## [WHAT TO WORK ON]
Resume the report below on the brain tumor research Task and Finish Group meeting, continuing from its final sentence.

## [EXCERPT PROVIDED]
On Tuesday we attended the Task and Finish Group on brain tumour research. As experts in the brain tumour research landscape, we were invited to be part of this group following the petitions committee debate on the funding of research which occurred in response to a petition started by Maria Lester in memory of her brother Stephen Realf who sadly died from a brain tumour.
The Task and Finish group met at the Department of Health (DH) and convened a number of experts in the field of research, including Professor David Walker who is the clinical lead on our HeadSmart campaign, Dr Louise Wood - Director of Science, Research & Evidence at DH, Dr Karen Kennedy - Director of the National Cancer Research Institute (NCRI) and Dr Paul Mulholland - Medical Oncologist at UCL.
The group, chaired by Professor Chris Whitty, Chief Scientific Advisor, DH, discussed the current barriers to research. We, along with the majority of those present reflected that whilst greater funding for research is useful, there are a number of other barriers to sustainable and innovative research, which if need to be overcome first, as without these being addressed greater funding would have no effect.

## [RECORD SET]
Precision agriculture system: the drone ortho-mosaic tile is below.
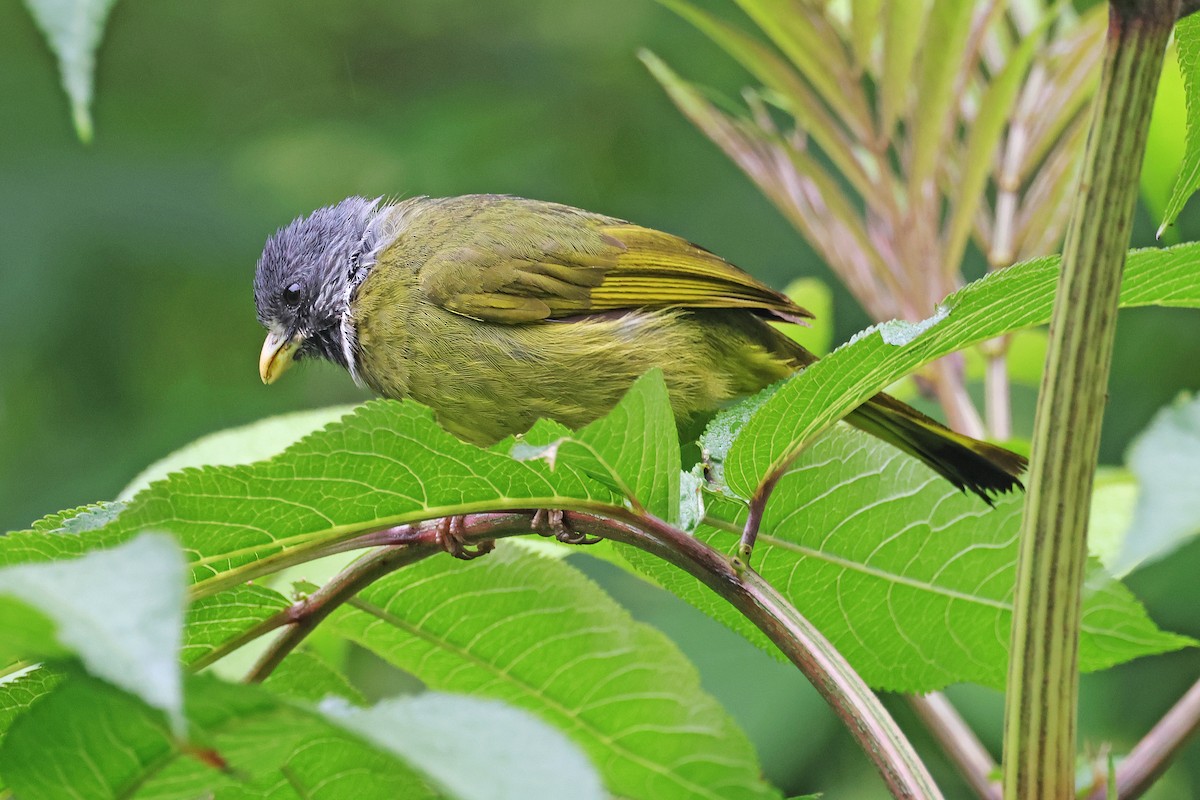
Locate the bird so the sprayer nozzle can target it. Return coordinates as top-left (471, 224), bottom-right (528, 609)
top-left (254, 194), bottom-right (1026, 551)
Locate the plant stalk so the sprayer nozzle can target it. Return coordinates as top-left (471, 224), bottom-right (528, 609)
top-left (1088, 681), bottom-right (1200, 800)
top-left (908, 692), bottom-right (1002, 800)
top-left (1004, 0), bottom-right (1180, 800)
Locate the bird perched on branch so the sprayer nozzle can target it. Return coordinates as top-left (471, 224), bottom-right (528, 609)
top-left (254, 194), bottom-right (1025, 525)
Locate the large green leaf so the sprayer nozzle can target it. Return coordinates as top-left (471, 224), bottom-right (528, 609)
top-left (0, 401), bottom-right (619, 596)
top-left (0, 678), bottom-right (437, 800)
top-left (725, 243), bottom-right (1200, 498)
top-left (182, 583), bottom-right (292, 664)
top-left (1158, 14), bottom-right (1200, 235)
top-left (630, 426), bottom-right (1194, 692)
top-left (511, 368), bottom-right (679, 522)
top-left (25, 0), bottom-right (116, 142)
top-left (0, 666), bottom-right (62, 748)
top-left (0, 534), bottom-right (184, 729)
top-left (1112, 397), bottom-right (1200, 573)
top-left (118, 405), bottom-right (354, 500)
top-left (0, 675), bottom-right (602, 800)
top-left (328, 542), bottom-right (776, 799)
top-left (322, 693), bottom-right (606, 800)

## [TASK RESULT]
Data and biobanking - as we identified in our research strategy and reflected in our submission to the group, a lack of good quality tissue samples and associated data are an ongoing issue. There is a need to address the infrastructure around these.
Workforce – currently there is limited collaboration between different types of researchers, scientific and clinical, and within the community more broadly. Greater collaboration and information sharing could have a significant impact on the speed of advancement. Additionally, we and a number of others mentioned the need for sub-specialisation within clinical practice, in particular that there should be brain tumour specific training for medical oncologists.
The legislative and regulatory environment – there are currently a number of issues around the way in which research is regulated that could be streamlined or otherwise adapted to accelerate the process.
The task and finish group will now, having set some priorities around the above themes, work towards addressing these issues.
We will continue to work in collaboration with others and through this group to ensure that these changes happen and we will continue to fund high quality, sustainable research, in the UK and worldwide, that will help us find a cure.
The group meets again in January 2017.